**Set problem:**
Please restate the entries below with "Outline" swapped for "Segment" throughout, leaving everything else untouched.

+++ Record set +++

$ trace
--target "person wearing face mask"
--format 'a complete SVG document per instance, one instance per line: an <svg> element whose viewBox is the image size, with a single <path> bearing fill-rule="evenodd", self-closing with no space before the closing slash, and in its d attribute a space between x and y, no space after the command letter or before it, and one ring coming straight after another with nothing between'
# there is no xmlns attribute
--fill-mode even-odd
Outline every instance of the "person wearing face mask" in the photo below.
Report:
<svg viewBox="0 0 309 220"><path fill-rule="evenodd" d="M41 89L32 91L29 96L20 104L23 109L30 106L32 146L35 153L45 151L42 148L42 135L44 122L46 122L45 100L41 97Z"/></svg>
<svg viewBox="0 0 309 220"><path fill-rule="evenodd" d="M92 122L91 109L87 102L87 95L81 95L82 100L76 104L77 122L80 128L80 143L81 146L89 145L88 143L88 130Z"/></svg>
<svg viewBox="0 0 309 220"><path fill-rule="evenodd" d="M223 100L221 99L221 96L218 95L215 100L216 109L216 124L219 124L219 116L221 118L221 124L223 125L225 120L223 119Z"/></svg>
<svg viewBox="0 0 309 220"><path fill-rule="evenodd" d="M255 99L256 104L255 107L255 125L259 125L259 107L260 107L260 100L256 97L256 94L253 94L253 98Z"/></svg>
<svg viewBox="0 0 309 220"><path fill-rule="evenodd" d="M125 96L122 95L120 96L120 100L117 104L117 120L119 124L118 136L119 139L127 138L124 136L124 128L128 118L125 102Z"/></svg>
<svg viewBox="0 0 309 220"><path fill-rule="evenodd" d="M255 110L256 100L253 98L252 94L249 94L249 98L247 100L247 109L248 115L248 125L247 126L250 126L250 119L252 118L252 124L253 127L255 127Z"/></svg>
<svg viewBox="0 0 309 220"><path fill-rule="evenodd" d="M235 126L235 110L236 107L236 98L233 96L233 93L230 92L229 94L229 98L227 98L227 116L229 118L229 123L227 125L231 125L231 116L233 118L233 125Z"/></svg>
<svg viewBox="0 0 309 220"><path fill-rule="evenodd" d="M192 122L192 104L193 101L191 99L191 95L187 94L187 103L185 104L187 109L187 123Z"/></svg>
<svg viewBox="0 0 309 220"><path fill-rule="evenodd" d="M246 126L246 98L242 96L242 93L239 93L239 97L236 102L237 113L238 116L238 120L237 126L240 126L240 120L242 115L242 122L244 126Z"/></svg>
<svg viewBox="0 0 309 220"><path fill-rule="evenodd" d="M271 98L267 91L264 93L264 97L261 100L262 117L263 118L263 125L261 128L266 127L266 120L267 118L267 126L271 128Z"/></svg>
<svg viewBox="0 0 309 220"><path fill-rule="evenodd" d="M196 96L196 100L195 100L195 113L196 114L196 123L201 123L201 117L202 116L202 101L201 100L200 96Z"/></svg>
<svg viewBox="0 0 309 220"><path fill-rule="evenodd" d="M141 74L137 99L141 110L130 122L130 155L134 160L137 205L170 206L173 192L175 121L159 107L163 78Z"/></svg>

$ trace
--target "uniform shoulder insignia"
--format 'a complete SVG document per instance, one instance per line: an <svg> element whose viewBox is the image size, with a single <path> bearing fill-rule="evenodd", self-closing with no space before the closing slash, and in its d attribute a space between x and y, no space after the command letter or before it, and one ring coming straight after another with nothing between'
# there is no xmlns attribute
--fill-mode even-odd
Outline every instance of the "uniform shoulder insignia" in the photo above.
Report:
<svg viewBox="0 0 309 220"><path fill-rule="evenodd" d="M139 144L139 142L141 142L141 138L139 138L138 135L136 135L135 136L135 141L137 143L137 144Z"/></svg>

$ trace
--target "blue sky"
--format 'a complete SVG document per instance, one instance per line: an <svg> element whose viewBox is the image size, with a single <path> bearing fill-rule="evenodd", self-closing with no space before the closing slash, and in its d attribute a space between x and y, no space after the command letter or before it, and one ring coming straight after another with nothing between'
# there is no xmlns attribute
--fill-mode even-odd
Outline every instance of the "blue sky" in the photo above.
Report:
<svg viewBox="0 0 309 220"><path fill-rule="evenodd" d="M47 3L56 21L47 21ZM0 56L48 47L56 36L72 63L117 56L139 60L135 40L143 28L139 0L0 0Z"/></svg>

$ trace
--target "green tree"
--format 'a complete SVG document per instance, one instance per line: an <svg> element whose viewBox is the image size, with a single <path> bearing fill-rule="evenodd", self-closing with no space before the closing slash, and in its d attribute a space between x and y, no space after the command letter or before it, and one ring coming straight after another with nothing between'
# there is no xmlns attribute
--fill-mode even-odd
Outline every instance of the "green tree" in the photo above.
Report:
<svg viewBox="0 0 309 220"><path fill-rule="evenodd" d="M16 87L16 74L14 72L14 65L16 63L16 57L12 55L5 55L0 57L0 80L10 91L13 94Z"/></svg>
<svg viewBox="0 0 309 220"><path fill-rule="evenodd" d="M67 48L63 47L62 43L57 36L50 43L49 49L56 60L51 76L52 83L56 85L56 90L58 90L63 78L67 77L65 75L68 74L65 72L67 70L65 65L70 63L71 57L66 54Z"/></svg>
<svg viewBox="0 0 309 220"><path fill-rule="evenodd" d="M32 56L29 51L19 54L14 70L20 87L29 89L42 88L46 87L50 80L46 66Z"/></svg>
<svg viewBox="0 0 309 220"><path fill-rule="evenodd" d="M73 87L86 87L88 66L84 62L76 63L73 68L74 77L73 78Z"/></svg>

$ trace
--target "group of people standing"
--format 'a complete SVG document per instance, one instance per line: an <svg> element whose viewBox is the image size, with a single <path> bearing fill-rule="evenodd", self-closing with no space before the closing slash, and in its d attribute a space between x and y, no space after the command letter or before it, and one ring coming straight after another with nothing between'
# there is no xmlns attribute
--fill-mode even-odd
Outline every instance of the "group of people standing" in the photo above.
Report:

+++

**Result of the task:**
$ trace
--target "person wearing face mask"
--format 'a complete SVG document per instance, one instance per line: an <svg> element whose viewBox is the image size, with a single <path> bearing fill-rule="evenodd", self-closing with no space before the closing slash, and in its d attribute a space between x and y, no space after the command letter or before it, and one ring coming straight after another with nothing between'
# there is no xmlns attribute
--fill-mode even-odd
Segment every instance of the "person wearing face mask" in the photo below.
Report:
<svg viewBox="0 0 309 220"><path fill-rule="evenodd" d="M41 89L32 91L29 96L20 104L23 109L30 106L32 146L35 153L45 151L42 148L42 135L44 122L46 122L45 100L41 97Z"/></svg>
<svg viewBox="0 0 309 220"><path fill-rule="evenodd" d="M92 122L91 109L87 102L87 95L81 95L82 100L76 104L77 122L80 128L80 143L81 146L89 145L88 143L88 130Z"/></svg>
<svg viewBox="0 0 309 220"><path fill-rule="evenodd" d="M223 100L221 99L221 96L218 95L215 100L216 109L216 124L219 124L219 116L221 118L221 124L223 125L225 120L223 119Z"/></svg>
<svg viewBox="0 0 309 220"><path fill-rule="evenodd" d="M255 99L256 104L255 107L255 125L259 125L259 107L260 107L260 100L256 97L256 94L253 94L253 98Z"/></svg>
<svg viewBox="0 0 309 220"><path fill-rule="evenodd" d="M125 96L122 95L120 96L120 100L117 104L117 120L119 124L118 136L119 139L127 138L124 136L124 128L128 118L125 102Z"/></svg>
<svg viewBox="0 0 309 220"><path fill-rule="evenodd" d="M255 110L256 100L253 98L252 94L249 94L249 98L247 100L247 109L248 115L248 125L247 126L250 126L250 119L252 118L252 124L253 127L255 127Z"/></svg>
<svg viewBox="0 0 309 220"><path fill-rule="evenodd" d="M235 126L235 110L236 107L236 98L233 96L233 93L230 92L229 94L229 98L227 98L227 116L229 118L229 123L227 125L231 125L231 116L233 118L233 125Z"/></svg>
<svg viewBox="0 0 309 220"><path fill-rule="evenodd" d="M192 122L192 104L193 101L191 99L191 95L187 94L187 103L185 104L187 109L187 123Z"/></svg>
<svg viewBox="0 0 309 220"><path fill-rule="evenodd" d="M246 126L246 98L242 96L242 93L239 93L239 97L236 102L237 113L238 116L238 120L237 126L240 126L240 120L242 115L242 122L244 126Z"/></svg>
<svg viewBox="0 0 309 220"><path fill-rule="evenodd" d="M271 98L267 91L264 93L264 97L261 100L262 117L263 118L263 125L261 128L266 127L266 120L267 118L267 126L271 128Z"/></svg>
<svg viewBox="0 0 309 220"><path fill-rule="evenodd" d="M196 96L196 100L195 100L195 113L196 114L196 123L201 123L201 117L202 116L202 101L201 100L200 96Z"/></svg>
<svg viewBox="0 0 309 220"><path fill-rule="evenodd" d="M141 74L137 99L141 110L130 122L130 155L134 160L137 205L170 206L173 192L175 121L159 107L163 78Z"/></svg>

$ trace
--target "uniform shoulder insignia"
--format 'a complete SVG document per instance, one instance per line: an <svg> element whose viewBox is the image size, with a single <path> bearing fill-rule="evenodd", self-closing with no space before the closing slash, and in its d attribute a space between x and y, no space after the command letter or before it, and one ring coming straight after another with nothing between'
# there is no xmlns attribute
--fill-mode even-odd
Segment every instance of the "uniform shoulder insignia" in the photo above.
Report:
<svg viewBox="0 0 309 220"><path fill-rule="evenodd" d="M139 144L139 142L141 142L141 138L139 138L138 135L136 135L135 136L135 141L137 143L137 144Z"/></svg>

$ trace
--target "blue sky"
--format 'a complete SVG document per instance, one instance per line: an <svg> element whose viewBox is the image size, with a single <path> bearing fill-rule="evenodd", self-closing with no space before the closing slash, and in its d attribute a space between x and y, no space after the command letter or before it, and one ring coming straight after another with nothing between'
# there is no xmlns attribute
--fill-mode even-odd
Segment every instance of the "blue sky" in the photo above.
Report:
<svg viewBox="0 0 309 220"><path fill-rule="evenodd" d="M47 3L56 21L47 21ZM0 56L48 47L56 36L72 63L117 56L139 60L135 40L143 28L139 0L0 0Z"/></svg>

$ trace
--target "green tree"
--format 'a complete SVG document per instance, one instance per line: an <svg> element whose viewBox is the image size, with a single <path> bearing fill-rule="evenodd", self-closing with no space before the closing slash, and in its d attribute a space between x and y, no space after the command letter or before it, and one ring coming straight after another with nothing between'
# there is no xmlns attribute
--fill-mode even-odd
Segment every instance of the "green tree" in the photo above.
Report:
<svg viewBox="0 0 309 220"><path fill-rule="evenodd" d="M16 87L16 74L14 72L14 65L16 63L16 57L12 55L5 55L0 57L0 80L10 91L13 94Z"/></svg>
<svg viewBox="0 0 309 220"><path fill-rule="evenodd" d="M67 48L63 47L62 43L57 36L50 43L49 49L56 60L51 76L52 83L56 85L56 90L58 90L63 78L67 77L65 75L68 74L65 72L67 70L65 65L70 63L71 57L66 54Z"/></svg>
<svg viewBox="0 0 309 220"><path fill-rule="evenodd" d="M32 56L29 51L19 54L14 70L20 87L29 89L42 88L46 87L50 80L46 66Z"/></svg>
<svg viewBox="0 0 309 220"><path fill-rule="evenodd" d="M73 87L86 87L88 66L84 62L76 63L73 68L74 77L73 78Z"/></svg>

$ trace
--target "group of people standing"
--format 'a complete SVG document per instance, one instance per line: an <svg> element whose viewBox is the image size, with a single <path> bearing fill-rule="evenodd", self-closing with no space before the closing slash, and in its d attribute a space between x and y, no space after the command letter or before it, and one ring coming straight after another with nothing between'
# there is no xmlns attribute
--fill-mode even-odd
Segment every instance of the "group of people standing" in the photo above.
Report:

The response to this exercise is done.